YOUR ASSIGNMENT
Look below for the line containing "Phrase: red tiled roof". Output it and each remaining line of the entries exactly, and nothing else.
---*---
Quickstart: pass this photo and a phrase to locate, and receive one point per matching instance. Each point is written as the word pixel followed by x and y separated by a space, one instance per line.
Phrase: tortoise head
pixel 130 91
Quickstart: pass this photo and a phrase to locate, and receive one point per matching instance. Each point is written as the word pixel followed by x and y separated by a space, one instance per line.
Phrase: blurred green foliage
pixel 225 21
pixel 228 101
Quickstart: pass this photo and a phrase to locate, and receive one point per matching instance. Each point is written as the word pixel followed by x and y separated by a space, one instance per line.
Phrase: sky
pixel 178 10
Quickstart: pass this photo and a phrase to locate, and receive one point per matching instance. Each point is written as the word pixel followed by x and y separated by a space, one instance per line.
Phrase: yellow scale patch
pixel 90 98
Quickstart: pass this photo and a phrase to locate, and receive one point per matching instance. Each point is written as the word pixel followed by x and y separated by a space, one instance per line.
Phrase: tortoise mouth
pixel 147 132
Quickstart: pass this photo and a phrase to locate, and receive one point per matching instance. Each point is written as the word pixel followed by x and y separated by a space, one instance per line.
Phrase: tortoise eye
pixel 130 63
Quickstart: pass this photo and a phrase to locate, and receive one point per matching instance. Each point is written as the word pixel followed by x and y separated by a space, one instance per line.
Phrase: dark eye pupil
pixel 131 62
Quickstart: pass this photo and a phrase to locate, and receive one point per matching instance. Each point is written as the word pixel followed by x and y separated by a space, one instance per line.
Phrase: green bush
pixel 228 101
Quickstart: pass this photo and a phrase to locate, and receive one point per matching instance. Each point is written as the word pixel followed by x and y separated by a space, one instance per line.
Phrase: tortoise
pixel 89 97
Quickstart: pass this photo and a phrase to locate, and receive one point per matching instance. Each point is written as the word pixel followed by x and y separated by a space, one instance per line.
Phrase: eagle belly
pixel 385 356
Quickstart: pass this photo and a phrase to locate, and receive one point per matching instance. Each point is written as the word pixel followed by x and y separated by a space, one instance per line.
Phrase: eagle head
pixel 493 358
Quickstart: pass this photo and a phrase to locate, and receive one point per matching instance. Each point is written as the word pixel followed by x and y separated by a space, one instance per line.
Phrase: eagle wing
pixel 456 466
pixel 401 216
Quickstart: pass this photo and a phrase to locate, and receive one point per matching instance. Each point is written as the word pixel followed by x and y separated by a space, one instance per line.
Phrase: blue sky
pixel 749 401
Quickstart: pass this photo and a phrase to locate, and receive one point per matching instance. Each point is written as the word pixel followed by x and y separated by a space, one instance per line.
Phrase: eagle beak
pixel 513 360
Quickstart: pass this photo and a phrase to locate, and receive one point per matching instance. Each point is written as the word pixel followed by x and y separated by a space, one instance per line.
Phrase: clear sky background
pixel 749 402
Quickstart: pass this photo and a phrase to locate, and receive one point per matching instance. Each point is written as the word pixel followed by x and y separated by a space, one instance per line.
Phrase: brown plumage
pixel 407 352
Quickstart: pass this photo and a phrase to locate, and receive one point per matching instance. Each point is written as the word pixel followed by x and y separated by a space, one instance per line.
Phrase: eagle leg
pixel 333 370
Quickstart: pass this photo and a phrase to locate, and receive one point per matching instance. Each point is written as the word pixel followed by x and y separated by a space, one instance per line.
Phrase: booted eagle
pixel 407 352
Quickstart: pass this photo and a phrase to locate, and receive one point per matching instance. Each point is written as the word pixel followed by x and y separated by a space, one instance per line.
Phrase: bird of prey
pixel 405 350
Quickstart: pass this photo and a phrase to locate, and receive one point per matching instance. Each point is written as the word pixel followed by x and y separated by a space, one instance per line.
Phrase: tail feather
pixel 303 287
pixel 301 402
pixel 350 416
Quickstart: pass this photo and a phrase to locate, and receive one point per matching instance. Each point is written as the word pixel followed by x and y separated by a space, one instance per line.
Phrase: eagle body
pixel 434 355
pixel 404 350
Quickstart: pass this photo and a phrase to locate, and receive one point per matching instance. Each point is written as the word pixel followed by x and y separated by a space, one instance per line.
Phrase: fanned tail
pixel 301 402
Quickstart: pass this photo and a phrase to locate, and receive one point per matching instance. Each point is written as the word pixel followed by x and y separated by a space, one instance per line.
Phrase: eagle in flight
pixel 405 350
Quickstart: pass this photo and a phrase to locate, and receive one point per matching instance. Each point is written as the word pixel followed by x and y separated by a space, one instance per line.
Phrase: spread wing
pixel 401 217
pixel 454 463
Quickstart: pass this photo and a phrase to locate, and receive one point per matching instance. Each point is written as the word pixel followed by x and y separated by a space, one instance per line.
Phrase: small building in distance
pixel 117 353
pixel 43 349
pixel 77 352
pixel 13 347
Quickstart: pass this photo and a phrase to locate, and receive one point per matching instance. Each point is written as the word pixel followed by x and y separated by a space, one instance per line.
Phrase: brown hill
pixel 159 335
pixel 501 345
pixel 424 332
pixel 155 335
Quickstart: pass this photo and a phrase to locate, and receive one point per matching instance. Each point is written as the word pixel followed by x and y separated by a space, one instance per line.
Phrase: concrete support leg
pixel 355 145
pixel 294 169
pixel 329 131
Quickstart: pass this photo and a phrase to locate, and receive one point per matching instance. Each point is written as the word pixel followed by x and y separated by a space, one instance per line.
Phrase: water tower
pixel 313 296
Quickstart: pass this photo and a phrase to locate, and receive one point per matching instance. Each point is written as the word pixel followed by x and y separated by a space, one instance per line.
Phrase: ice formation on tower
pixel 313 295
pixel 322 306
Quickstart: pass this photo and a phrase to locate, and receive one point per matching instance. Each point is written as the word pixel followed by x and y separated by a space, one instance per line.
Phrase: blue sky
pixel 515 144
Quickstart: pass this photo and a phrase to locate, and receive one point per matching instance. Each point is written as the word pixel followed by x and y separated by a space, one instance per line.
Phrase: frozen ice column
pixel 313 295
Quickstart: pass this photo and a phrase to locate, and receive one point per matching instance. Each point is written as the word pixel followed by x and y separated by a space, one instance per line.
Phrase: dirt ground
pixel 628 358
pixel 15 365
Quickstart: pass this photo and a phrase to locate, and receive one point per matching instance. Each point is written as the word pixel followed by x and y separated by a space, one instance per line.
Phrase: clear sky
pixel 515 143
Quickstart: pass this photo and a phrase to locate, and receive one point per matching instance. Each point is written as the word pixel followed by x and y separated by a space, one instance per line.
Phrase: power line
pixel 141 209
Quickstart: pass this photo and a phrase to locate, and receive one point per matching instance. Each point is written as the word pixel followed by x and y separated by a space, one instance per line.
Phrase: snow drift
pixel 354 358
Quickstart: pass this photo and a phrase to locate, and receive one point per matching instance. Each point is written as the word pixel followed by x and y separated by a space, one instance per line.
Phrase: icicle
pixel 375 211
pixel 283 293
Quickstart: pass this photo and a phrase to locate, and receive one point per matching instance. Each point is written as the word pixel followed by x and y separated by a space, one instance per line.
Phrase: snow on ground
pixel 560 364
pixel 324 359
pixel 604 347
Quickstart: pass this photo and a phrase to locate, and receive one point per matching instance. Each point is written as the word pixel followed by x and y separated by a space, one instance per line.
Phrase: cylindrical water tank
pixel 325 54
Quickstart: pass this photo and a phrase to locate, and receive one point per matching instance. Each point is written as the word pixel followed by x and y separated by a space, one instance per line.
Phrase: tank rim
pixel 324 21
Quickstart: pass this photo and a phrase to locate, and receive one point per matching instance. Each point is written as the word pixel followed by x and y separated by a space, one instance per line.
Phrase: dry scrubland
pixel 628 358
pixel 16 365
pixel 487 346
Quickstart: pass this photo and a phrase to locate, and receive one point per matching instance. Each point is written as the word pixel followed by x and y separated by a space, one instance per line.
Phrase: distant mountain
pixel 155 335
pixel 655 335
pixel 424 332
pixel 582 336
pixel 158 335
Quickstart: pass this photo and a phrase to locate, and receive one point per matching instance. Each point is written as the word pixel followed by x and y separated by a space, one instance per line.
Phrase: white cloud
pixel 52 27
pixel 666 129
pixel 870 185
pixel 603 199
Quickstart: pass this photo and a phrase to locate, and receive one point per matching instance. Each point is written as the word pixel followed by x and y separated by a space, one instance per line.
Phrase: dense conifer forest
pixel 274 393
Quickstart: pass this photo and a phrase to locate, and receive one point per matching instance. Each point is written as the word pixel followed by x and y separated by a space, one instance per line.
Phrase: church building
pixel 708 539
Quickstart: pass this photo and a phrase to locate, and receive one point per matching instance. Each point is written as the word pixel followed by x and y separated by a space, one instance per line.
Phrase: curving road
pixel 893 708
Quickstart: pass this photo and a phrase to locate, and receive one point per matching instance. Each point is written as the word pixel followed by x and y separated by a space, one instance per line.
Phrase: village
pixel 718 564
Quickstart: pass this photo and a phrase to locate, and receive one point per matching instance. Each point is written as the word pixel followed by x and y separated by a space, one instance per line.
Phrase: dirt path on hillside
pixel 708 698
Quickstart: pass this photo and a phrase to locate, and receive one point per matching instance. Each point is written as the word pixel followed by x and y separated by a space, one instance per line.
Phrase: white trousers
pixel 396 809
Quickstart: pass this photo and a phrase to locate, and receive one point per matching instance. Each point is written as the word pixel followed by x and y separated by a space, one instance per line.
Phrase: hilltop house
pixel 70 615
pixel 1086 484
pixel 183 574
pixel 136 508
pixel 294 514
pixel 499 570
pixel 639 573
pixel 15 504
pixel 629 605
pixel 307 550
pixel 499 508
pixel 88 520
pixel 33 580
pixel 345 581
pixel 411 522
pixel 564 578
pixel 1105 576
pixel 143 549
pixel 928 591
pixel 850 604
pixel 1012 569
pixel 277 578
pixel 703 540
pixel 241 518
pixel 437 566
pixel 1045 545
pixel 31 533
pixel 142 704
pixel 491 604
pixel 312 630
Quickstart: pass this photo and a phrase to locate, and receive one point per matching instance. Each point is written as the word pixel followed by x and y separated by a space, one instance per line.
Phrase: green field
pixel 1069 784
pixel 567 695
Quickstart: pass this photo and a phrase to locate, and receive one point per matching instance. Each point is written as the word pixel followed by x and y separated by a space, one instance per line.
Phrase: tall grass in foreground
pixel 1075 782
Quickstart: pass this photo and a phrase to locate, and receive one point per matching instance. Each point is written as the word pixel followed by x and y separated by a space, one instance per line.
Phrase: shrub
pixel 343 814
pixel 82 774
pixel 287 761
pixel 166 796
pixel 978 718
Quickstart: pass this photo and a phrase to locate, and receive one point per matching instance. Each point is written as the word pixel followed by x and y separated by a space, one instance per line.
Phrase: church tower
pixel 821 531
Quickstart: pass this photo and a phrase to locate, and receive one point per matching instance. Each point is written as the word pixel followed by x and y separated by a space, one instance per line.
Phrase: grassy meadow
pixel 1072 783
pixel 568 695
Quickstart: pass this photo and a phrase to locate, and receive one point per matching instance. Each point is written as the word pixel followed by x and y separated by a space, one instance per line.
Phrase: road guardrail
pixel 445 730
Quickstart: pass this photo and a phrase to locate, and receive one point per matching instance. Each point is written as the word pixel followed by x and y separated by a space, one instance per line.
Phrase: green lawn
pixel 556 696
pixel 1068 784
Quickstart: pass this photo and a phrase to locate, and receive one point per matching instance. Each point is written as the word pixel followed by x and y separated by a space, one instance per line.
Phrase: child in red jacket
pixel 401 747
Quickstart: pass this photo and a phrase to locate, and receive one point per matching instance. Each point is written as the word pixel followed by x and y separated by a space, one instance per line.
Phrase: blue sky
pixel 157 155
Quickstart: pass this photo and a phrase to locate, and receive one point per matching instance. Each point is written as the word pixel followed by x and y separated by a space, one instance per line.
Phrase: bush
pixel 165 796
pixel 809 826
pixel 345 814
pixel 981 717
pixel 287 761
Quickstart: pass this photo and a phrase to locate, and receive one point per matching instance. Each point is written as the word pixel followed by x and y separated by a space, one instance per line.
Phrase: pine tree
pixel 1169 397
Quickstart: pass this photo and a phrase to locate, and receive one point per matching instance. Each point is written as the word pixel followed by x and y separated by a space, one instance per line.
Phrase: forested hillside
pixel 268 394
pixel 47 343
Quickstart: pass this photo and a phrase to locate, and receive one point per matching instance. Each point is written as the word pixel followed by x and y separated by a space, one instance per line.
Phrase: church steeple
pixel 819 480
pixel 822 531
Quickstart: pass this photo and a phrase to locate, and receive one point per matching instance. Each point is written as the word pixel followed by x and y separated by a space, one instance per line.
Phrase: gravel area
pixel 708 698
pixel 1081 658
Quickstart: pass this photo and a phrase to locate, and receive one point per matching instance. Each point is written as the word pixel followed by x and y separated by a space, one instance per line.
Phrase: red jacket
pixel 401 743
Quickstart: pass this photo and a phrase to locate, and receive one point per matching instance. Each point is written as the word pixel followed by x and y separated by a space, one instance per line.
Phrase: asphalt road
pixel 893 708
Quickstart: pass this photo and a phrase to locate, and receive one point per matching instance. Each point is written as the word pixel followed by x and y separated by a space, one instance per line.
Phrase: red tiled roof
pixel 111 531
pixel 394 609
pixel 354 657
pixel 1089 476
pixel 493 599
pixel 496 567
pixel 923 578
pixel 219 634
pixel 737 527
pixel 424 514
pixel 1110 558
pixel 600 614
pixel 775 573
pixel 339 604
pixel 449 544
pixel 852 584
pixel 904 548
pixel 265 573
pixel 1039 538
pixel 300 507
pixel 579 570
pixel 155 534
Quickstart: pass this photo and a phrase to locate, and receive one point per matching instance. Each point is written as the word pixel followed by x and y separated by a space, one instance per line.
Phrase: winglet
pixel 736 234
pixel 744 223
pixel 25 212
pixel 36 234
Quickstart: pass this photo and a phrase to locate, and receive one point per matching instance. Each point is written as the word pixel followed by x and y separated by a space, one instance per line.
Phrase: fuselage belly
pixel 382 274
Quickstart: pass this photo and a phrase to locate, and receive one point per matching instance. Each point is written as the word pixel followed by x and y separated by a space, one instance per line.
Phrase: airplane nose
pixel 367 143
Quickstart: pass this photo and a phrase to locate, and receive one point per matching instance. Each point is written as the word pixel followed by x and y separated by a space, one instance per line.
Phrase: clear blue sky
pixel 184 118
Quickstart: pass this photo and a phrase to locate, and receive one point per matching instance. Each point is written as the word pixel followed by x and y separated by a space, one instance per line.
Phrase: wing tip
---*---
EXERCISE ANSWER
Phrase: red tiled roof
pixel 111 531
pixel 394 609
pixel 354 657
pixel 1089 476
pixel 493 599
pixel 496 567
pixel 923 578
pixel 219 634
pixel 737 527
pixel 424 514
pixel 1110 558
pixel 600 614
pixel 775 573
pixel 339 604
pixel 449 544
pixel 852 584
pixel 904 548
pixel 265 573
pixel 1039 538
pixel 300 507
pixel 579 570
pixel 155 534
Quickstart: pass this photo and a phrase to locate, and receive one point per matching instance. Each point is written as the word pixel followed by x and y separated by a space, one instance per line.
Phrase: winglet
pixel 736 234
pixel 744 223
pixel 25 212
pixel 36 234
Quickstart: pass this photo and a phrase to locate, and receive one point per matching instance. Each point is written as the word pixel followed by x and y separated by a space, one instance per line.
Phrase: fuselage belly
pixel 382 274
Quickstart: pass this photo and a phrase to locate, and receive one point per matching instance. Each point is written as the word pixel followed by x and y separated by a space, one instance per line.
Phrase: airplane nose
pixel 367 143
Quickstart: pass this photo and a phrase to locate, and receive one point per matching instance. Each point is written as the word pixel followed by x and y separated by a space, one instance per line.
Phrase: clear blue sky
pixel 184 118
Quickstart: pass this photo and a phrase to locate, and receive one point per matching instance. Each point is written as the word pixel followed by x and y separated by a space, one instance per line.
Phrase: wing tip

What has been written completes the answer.